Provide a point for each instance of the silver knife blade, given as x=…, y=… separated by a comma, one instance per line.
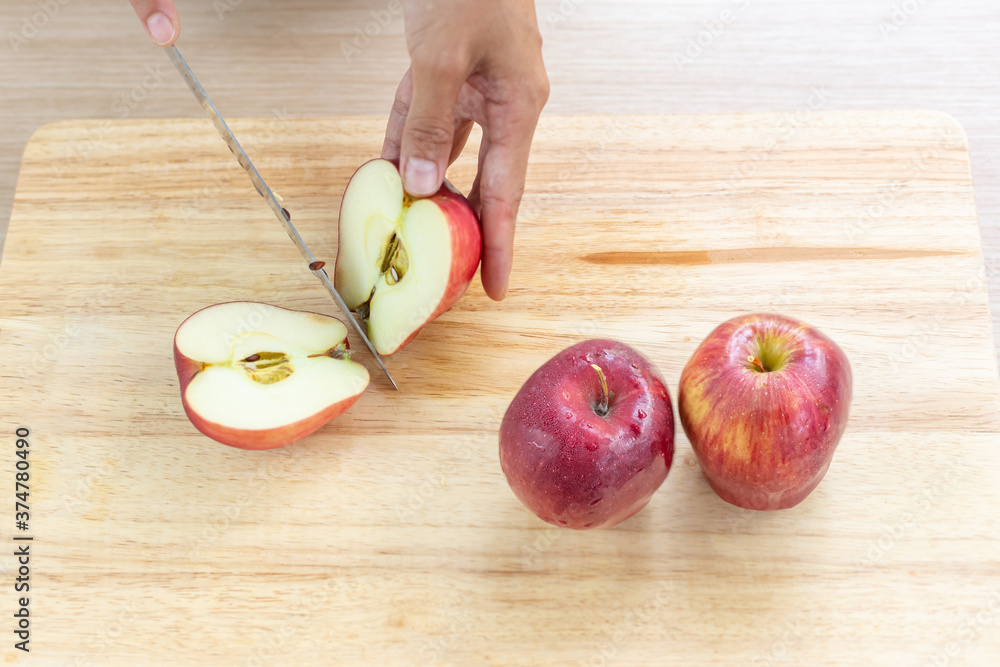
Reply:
x=220, y=124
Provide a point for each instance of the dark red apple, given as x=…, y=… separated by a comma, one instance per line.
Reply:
x=589, y=437
x=764, y=401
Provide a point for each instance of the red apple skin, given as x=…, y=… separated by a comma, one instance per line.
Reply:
x=187, y=368
x=466, y=244
x=765, y=440
x=569, y=465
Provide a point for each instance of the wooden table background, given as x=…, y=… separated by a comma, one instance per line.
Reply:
x=259, y=58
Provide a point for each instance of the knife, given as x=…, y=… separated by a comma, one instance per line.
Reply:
x=315, y=266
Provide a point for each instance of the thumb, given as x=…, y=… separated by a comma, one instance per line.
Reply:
x=430, y=128
x=160, y=19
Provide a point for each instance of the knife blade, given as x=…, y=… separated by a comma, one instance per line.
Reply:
x=283, y=216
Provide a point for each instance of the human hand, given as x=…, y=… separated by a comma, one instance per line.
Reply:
x=471, y=61
x=160, y=19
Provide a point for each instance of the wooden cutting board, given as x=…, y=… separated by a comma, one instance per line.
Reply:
x=390, y=536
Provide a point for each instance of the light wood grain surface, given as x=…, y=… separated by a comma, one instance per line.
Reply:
x=259, y=57
x=390, y=536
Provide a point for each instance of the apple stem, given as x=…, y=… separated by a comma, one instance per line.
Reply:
x=602, y=408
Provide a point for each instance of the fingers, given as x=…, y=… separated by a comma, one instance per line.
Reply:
x=160, y=20
x=500, y=186
x=464, y=113
x=429, y=129
x=397, y=118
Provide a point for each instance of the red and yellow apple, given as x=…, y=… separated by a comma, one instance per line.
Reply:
x=257, y=376
x=402, y=262
x=764, y=401
x=589, y=437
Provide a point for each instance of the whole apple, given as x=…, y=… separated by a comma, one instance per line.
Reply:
x=589, y=437
x=764, y=401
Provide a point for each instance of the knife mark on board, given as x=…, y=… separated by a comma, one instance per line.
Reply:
x=758, y=255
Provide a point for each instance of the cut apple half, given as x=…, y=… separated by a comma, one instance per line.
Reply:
x=402, y=262
x=258, y=376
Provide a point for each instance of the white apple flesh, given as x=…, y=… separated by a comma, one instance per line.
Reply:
x=402, y=262
x=257, y=376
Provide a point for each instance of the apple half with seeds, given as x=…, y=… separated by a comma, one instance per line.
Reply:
x=257, y=376
x=402, y=262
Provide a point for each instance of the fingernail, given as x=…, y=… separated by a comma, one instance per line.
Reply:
x=421, y=177
x=160, y=28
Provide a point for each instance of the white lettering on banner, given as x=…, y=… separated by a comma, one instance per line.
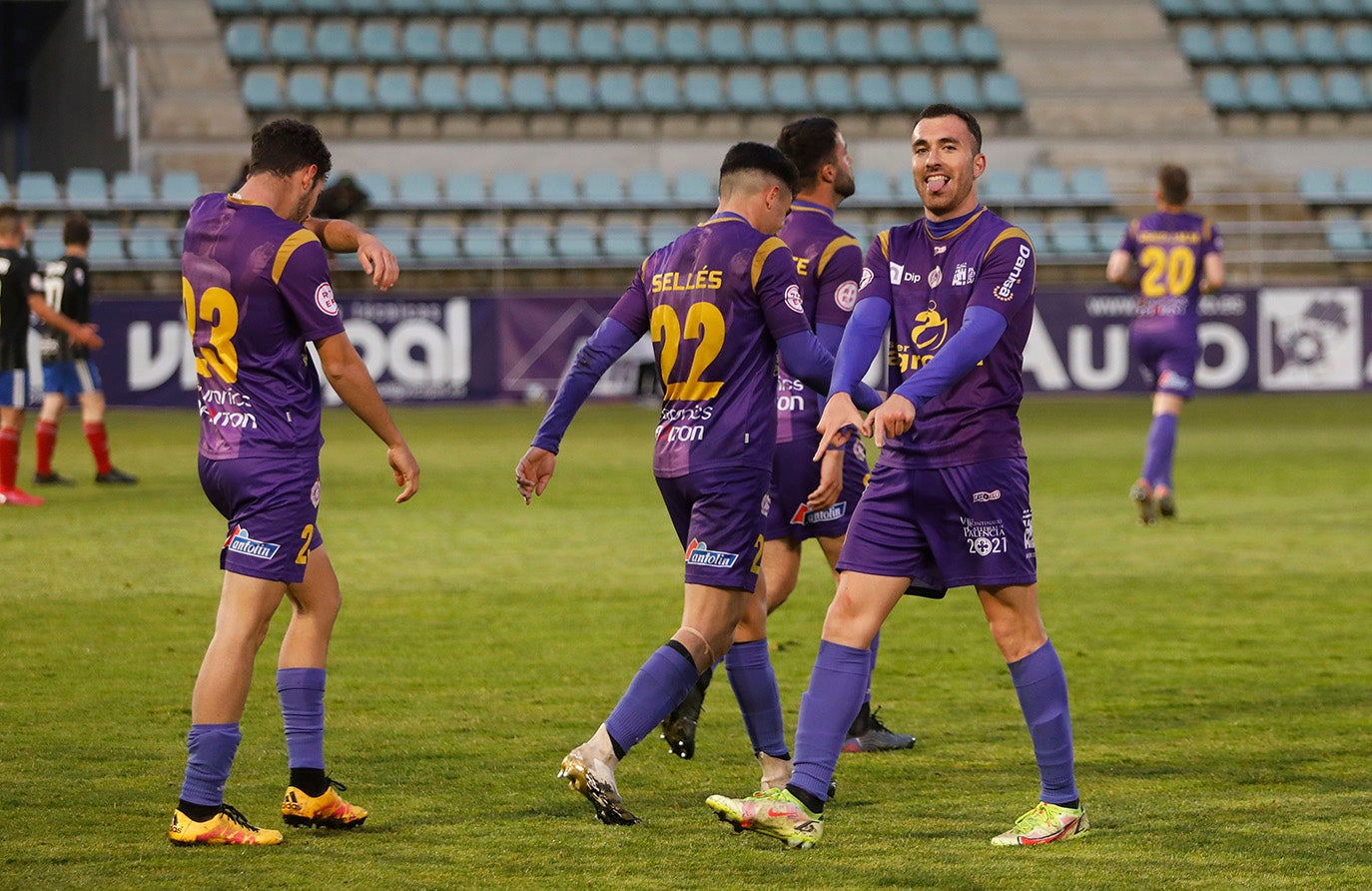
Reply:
x=1115, y=358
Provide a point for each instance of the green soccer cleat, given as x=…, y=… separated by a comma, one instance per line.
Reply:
x=1044, y=824
x=774, y=813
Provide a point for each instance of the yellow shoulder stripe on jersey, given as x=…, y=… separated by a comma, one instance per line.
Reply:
x=843, y=241
x=283, y=254
x=766, y=250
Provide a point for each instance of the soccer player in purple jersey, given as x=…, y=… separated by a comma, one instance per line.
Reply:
x=21, y=293
x=808, y=499
x=718, y=303
x=68, y=370
x=256, y=285
x=949, y=499
x=1172, y=257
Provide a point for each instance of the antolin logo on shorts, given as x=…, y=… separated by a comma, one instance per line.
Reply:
x=242, y=542
x=699, y=553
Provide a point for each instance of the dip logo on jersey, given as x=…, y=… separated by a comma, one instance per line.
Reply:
x=242, y=542
x=324, y=298
x=847, y=294
x=804, y=516
x=699, y=553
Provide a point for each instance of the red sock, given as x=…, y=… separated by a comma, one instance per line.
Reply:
x=47, y=440
x=8, y=457
x=99, y=446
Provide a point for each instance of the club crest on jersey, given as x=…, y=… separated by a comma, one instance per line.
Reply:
x=847, y=294
x=699, y=553
x=804, y=515
x=242, y=542
x=324, y=298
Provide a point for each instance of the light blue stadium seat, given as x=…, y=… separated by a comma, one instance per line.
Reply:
x=726, y=43
x=745, y=91
x=1089, y=186
x=556, y=188
x=435, y=242
x=767, y=44
x=602, y=188
x=696, y=188
x=833, y=94
x=466, y=41
x=439, y=91
x=88, y=190
x=243, y=41
x=132, y=190
x=1238, y=44
x=150, y=243
x=977, y=44
x=422, y=43
x=873, y=91
x=892, y=43
x=528, y=91
x=378, y=41
x=1262, y=90
x=481, y=242
x=701, y=90
x=939, y=44
x=395, y=90
x=510, y=188
x=616, y=91
x=350, y=91
x=464, y=188
x=261, y=90
x=648, y=188
x=484, y=91
x=575, y=241
x=789, y=90
x=1196, y=43
x=659, y=91
x=417, y=188
x=1305, y=91
x=1317, y=186
x=574, y=90
x=852, y=43
x=553, y=43
x=179, y=188
x=1320, y=46
x=596, y=41
x=530, y=243
x=1002, y=92
x=290, y=41
x=1221, y=90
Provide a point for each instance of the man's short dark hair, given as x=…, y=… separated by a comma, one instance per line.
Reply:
x=286, y=146
x=810, y=143
x=1174, y=184
x=943, y=110
x=763, y=160
x=76, y=230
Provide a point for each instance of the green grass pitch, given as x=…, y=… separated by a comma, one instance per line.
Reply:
x=1218, y=669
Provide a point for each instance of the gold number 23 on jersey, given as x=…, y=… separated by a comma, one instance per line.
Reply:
x=704, y=323
x=220, y=312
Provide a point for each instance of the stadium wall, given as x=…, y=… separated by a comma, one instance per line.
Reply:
x=446, y=349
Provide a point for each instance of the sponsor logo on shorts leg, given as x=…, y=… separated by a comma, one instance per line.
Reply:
x=699, y=553
x=242, y=542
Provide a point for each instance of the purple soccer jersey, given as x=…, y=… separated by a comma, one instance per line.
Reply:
x=716, y=301
x=829, y=265
x=256, y=290
x=931, y=282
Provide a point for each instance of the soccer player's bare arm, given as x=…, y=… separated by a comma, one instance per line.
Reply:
x=348, y=377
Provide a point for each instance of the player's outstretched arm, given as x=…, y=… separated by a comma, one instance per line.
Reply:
x=342, y=237
x=534, y=471
x=348, y=377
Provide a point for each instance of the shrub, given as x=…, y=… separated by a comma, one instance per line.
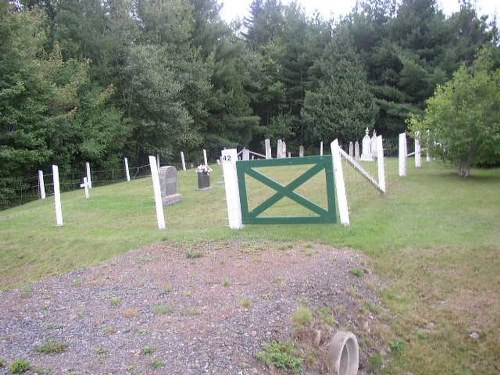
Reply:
x=281, y=356
x=19, y=366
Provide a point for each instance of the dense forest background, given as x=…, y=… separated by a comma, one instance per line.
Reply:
x=97, y=80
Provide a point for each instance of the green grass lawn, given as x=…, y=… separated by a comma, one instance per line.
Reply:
x=433, y=238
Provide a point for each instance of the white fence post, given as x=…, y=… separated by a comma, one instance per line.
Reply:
x=268, y=149
x=127, y=172
x=41, y=185
x=402, y=154
x=57, y=195
x=205, y=157
x=183, y=161
x=89, y=177
x=229, y=158
x=156, y=188
x=418, y=152
x=85, y=185
x=380, y=163
x=338, y=175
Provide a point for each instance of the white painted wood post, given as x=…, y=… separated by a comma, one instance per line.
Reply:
x=183, y=161
x=127, y=172
x=229, y=158
x=338, y=175
x=157, y=192
x=85, y=185
x=205, y=157
x=57, y=195
x=268, y=149
x=41, y=185
x=428, y=157
x=380, y=163
x=402, y=154
x=89, y=177
x=418, y=153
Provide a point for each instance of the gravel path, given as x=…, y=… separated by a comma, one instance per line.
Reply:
x=169, y=310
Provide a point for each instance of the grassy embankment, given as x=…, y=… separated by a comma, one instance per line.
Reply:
x=434, y=238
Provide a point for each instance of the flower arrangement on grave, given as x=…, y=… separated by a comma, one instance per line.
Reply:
x=204, y=169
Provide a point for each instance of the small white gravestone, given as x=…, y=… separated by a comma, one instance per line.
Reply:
x=168, y=186
x=366, y=154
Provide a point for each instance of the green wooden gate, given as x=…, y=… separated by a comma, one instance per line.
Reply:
x=318, y=164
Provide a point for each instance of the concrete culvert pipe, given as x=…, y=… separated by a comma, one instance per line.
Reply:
x=343, y=354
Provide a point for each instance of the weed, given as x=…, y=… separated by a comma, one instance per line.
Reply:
x=156, y=364
x=54, y=326
x=163, y=310
x=375, y=362
x=42, y=370
x=148, y=350
x=51, y=347
x=101, y=350
x=358, y=272
x=130, y=313
x=108, y=330
x=246, y=303
x=302, y=318
x=281, y=356
x=19, y=366
x=26, y=292
x=191, y=311
x=191, y=254
x=397, y=346
x=325, y=315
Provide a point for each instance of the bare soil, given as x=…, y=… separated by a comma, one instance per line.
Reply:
x=202, y=309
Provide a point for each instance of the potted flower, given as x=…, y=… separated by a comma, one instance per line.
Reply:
x=203, y=172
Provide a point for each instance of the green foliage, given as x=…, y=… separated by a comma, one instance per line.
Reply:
x=302, y=318
x=461, y=122
x=343, y=105
x=148, y=350
x=19, y=366
x=163, y=309
x=358, y=272
x=281, y=356
x=51, y=347
x=156, y=364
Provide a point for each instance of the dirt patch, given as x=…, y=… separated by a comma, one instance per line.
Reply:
x=206, y=309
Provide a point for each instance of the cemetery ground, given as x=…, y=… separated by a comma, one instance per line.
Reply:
x=430, y=248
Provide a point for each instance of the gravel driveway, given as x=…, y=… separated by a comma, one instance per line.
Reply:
x=168, y=309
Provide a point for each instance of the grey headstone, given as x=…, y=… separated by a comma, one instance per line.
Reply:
x=168, y=186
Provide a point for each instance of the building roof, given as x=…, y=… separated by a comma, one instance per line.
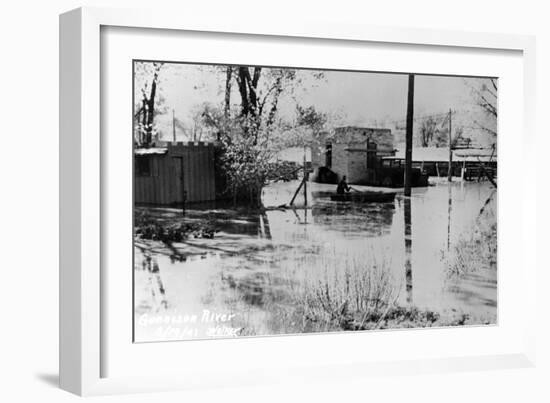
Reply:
x=441, y=154
x=150, y=151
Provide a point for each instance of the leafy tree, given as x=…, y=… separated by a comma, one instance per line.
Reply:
x=148, y=74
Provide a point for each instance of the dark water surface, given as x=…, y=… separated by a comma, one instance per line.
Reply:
x=234, y=283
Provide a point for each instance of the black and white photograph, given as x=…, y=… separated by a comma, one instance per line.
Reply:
x=276, y=200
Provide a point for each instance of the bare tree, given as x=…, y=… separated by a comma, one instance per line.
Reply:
x=486, y=97
x=145, y=113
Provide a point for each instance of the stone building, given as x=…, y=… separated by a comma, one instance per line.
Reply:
x=351, y=151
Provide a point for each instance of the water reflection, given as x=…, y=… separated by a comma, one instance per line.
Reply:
x=408, y=247
x=249, y=267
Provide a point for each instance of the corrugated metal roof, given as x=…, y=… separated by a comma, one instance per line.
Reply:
x=441, y=154
x=150, y=151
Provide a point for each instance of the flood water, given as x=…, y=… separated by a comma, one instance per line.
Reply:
x=239, y=282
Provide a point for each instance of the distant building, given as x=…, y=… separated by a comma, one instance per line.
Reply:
x=351, y=151
x=434, y=161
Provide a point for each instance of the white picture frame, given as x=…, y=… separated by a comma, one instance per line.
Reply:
x=82, y=342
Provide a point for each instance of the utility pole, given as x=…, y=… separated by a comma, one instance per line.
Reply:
x=408, y=136
x=450, y=170
x=174, y=125
x=305, y=178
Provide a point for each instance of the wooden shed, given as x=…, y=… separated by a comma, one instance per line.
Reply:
x=176, y=174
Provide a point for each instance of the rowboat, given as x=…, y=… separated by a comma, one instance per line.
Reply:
x=364, y=197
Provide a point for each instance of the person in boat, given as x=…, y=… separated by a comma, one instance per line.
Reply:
x=343, y=187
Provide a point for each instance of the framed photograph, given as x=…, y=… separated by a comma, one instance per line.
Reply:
x=244, y=202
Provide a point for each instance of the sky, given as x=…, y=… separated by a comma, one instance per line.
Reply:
x=357, y=98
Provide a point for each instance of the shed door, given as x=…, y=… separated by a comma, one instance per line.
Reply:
x=179, y=188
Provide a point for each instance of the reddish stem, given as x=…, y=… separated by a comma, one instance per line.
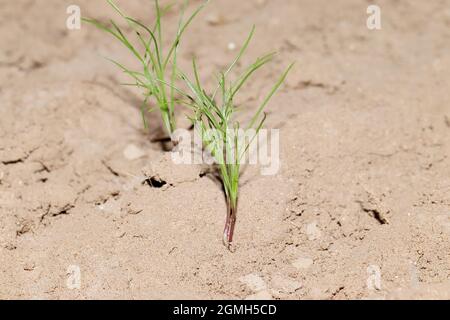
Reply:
x=229, y=225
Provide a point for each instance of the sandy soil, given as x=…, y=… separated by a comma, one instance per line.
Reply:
x=360, y=208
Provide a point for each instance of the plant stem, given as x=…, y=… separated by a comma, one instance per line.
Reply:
x=230, y=223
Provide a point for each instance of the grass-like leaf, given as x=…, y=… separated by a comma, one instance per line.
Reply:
x=220, y=132
x=158, y=68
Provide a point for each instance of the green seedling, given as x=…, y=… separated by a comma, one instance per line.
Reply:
x=220, y=131
x=158, y=65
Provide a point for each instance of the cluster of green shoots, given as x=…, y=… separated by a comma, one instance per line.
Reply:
x=217, y=126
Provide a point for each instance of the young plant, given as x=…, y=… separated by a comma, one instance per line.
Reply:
x=220, y=132
x=158, y=65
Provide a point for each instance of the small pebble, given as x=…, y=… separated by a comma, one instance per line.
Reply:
x=232, y=46
x=262, y=295
x=312, y=231
x=303, y=263
x=132, y=152
x=254, y=282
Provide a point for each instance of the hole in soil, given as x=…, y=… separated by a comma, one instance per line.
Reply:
x=155, y=182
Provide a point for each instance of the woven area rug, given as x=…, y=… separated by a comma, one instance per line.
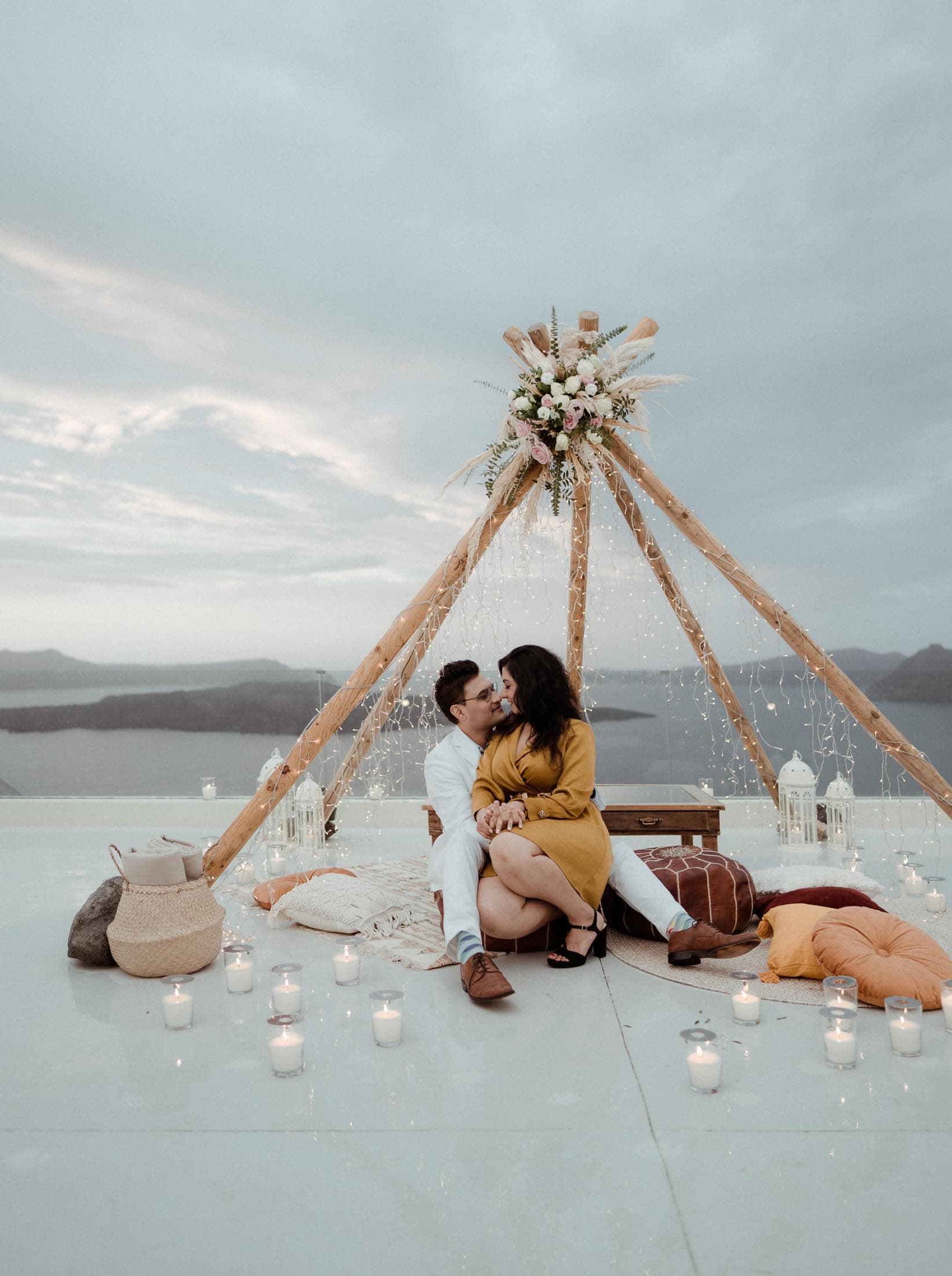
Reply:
x=651, y=956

____________________

• **WHAT YOU HAVE TO DO**: Set out the lines of the listing as a numbered list, from the line containing "Provide a point for each instance of the wooden shed, given" through the line containing "x=343, y=187", both included, and omit any blank lines.

• **REPLY TO THE EXERCISE**:
1. Provide a point for each instance of the wooden shed, given as x=…, y=… separated by a comma, one instance per line.
2. Reply:
3. x=176, y=174
4. Provide a point for each instance of the rowboat, given as x=…, y=… separated by a comma, one instance per line.
5. Reply:
6. x=364, y=197
7. Provide a point for each instance of the person in boat, given as x=…, y=… separated by a comma, one instance per line.
8. Reply:
9. x=343, y=187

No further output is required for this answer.